> _SHORT PROBLEM_
Write out the full set of records below exactly.

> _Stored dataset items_
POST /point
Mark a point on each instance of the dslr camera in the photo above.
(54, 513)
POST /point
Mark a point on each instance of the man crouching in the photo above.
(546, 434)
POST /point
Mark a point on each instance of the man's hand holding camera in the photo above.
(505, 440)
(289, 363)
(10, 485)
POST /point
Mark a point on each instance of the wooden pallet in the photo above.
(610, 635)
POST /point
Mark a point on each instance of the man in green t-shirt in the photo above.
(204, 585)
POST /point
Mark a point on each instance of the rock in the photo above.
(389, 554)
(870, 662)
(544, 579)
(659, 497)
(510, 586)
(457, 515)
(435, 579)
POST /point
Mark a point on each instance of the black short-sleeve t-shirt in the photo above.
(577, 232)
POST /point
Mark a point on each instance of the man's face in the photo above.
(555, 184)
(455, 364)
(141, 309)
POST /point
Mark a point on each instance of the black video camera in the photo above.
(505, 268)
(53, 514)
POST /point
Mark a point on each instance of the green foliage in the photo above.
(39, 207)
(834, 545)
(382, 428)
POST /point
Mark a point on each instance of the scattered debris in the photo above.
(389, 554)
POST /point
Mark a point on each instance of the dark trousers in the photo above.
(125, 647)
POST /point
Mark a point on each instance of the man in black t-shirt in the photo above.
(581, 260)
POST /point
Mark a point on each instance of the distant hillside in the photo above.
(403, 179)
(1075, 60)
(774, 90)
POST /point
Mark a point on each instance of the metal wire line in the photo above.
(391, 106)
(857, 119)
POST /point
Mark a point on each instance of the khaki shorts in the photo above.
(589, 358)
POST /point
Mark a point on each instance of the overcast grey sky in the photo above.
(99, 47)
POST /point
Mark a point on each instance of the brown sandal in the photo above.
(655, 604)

> _TASK RESPONSE_
POST /point
Mark a point on each instance of the dslr camera in the photo above.
(54, 513)
POST /point
Mark a point on each instance of the man crouching in the photo above.
(546, 434)
POST /point
Mark a point on each instance of the man's hand holding camera in the photo above.
(505, 440)
(289, 363)
(10, 485)
POST /point
Mark a point on each instance of the wooden pallet in the photo above.
(610, 635)
POST /point
Mark a point on each instance of the man in green t-shirt in the photo above.
(204, 585)
POST /point
Mark a point on each instance of the rock in the photo above.
(389, 554)
(870, 662)
(544, 579)
(659, 497)
(510, 586)
(457, 515)
(435, 579)
POST /point
Mark a point on each instance of the black short-sleeve t-shirt in the photo above.
(577, 232)
POST /point
Mark a point on each instance of the man's face in the photo above.
(555, 184)
(455, 364)
(141, 309)
POST /point
Mark a point on each instance of the black video camera in the photo above.
(505, 268)
(53, 514)
POST /point
Mark a point on each instance of the green foliage in the photo above.
(39, 207)
(834, 545)
(382, 428)
POST /point
Mark a point on each instance of the scattered debris in the photo above.
(389, 554)
POST /point
Mark a point on each instance of the dark trousers in the photo above.
(125, 647)
POST /point
Mark a point on each instance of the man in black t-shirt in the photo above.
(581, 260)
POST /point
Mark a point on each instance of the distant hillside in the photo above.
(403, 179)
(1075, 60)
(774, 90)
POST /point
Mark a point on each instance of the metal wire line in the photo above.
(391, 106)
(857, 119)
POST /point
Mark a point on each instance of the khaki shorts in the photo above.
(589, 358)
POST /point
Mark a point on each instance of the overcast grey sky in the photo above.
(99, 47)
POST /point
Mark a point on each instance of the brown sandal in the photo above.
(655, 604)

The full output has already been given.